Write the material out again, line by line, exactly as it is.

>> BEGIN

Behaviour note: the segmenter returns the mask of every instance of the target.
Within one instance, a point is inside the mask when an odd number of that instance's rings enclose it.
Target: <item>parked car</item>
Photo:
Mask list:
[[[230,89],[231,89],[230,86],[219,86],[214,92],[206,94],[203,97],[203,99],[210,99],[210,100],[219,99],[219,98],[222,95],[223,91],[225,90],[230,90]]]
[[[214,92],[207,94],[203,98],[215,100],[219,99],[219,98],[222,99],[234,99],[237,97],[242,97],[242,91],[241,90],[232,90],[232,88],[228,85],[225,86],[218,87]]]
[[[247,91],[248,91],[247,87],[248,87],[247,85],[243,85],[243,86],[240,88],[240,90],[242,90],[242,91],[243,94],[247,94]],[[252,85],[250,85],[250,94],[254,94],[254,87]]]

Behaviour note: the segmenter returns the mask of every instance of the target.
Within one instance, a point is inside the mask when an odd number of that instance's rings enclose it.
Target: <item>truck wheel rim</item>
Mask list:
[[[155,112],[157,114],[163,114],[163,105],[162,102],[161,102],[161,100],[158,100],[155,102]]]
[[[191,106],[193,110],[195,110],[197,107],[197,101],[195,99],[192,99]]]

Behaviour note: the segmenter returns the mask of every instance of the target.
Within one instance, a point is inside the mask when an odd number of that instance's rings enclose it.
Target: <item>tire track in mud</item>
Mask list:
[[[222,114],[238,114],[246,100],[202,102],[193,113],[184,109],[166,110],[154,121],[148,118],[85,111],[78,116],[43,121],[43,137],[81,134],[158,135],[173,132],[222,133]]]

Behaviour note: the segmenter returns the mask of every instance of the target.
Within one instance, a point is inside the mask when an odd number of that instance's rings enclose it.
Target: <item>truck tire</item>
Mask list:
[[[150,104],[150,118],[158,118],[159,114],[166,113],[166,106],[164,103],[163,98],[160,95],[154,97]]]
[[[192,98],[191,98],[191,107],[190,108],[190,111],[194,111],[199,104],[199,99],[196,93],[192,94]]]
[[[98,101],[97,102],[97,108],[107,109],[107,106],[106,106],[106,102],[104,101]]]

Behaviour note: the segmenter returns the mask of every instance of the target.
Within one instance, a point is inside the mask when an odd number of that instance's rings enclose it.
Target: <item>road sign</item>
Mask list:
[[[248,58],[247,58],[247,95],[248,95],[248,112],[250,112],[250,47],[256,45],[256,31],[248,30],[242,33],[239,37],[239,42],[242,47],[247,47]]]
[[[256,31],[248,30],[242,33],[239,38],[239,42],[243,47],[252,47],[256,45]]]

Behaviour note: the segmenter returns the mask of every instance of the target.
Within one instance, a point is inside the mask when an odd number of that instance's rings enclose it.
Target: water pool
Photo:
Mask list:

>> END

**RESULT FOR THIS TASK**.
Behaviour note: the segmenter returns the mask of every instance of the target.
Within one instance, a point is inside the mask when an odd number of that instance's rings enclose it.
Target: <item>parked car</item>
Photo:
Mask list:
[[[230,89],[231,89],[230,86],[219,86],[214,92],[206,94],[203,97],[203,99],[210,99],[210,100],[219,99],[219,98],[222,95],[223,91],[225,90],[230,90]]]
[[[214,92],[207,94],[203,98],[215,100],[219,99],[219,98],[222,99],[234,99],[237,97],[242,97],[242,91],[241,90],[232,90],[232,88],[228,85],[225,86],[218,87]]]
[[[247,91],[248,91],[247,87],[248,87],[247,85],[243,85],[243,86],[240,88],[240,90],[242,90],[242,91],[243,94],[247,94]],[[252,85],[250,85],[250,94],[254,94],[254,87]]]

Behaviour note: the segmenter returns the mask of every instance of the target.
Within one instance, a point is inside the mask when an odd number of that instance's rings enclose it.
Target: <item>truck wheel rim</item>
Mask list:
[[[155,112],[157,114],[163,114],[163,105],[162,102],[161,102],[161,100],[158,100],[155,102]]]
[[[191,106],[193,110],[195,110],[197,107],[197,101],[195,99],[192,99]]]

Behaviour note: the segmenter returns the mask of every instance of the target.
Within one instance, a point is inside the mask when an odd number of that instance's rings enclose it.
Target: <item>tire track in mud</item>
Mask list:
[[[222,114],[238,114],[246,100],[202,102],[193,113],[184,109],[166,110],[154,121],[148,118],[85,111],[78,116],[43,121],[43,137],[81,134],[158,135],[173,132],[222,133]]]

Behaviour note: the segmenter returns the mask of every instance of the target.
Within one instance, a point is inside the mask when an odd number of that instance's rings enclose it.
Target: <item>truck tire</item>
Mask list:
[[[150,104],[150,118],[158,118],[159,114],[166,113],[166,106],[164,103],[163,98],[160,95],[154,97]]]
[[[192,98],[191,98],[191,107],[190,108],[190,111],[194,111],[199,104],[199,99],[196,93],[192,94]]]
[[[98,101],[97,102],[97,108],[107,109],[107,106],[106,106],[106,102],[104,101]]]

Behaviour note: the segmenter returns the mask of every instance of the target.
Within one instance, a point is inside the mask when an odd number of that instance's rings enclose it.
Target: <item>road sign</item>
Mask list:
[[[248,58],[247,58],[247,95],[248,95],[248,112],[250,112],[250,47],[256,45],[256,31],[248,30],[242,33],[239,37],[239,42],[242,47],[247,47]]]
[[[256,31],[248,30],[242,33],[239,38],[239,42],[243,47],[252,47],[256,45]]]

Behaviour note: the segmenter returns the mask of every instance of the target.
Within one instance, a point is inside the mask when an odd number of that instance's rings enclose it.
Target: water pool
Photo:
Mask list:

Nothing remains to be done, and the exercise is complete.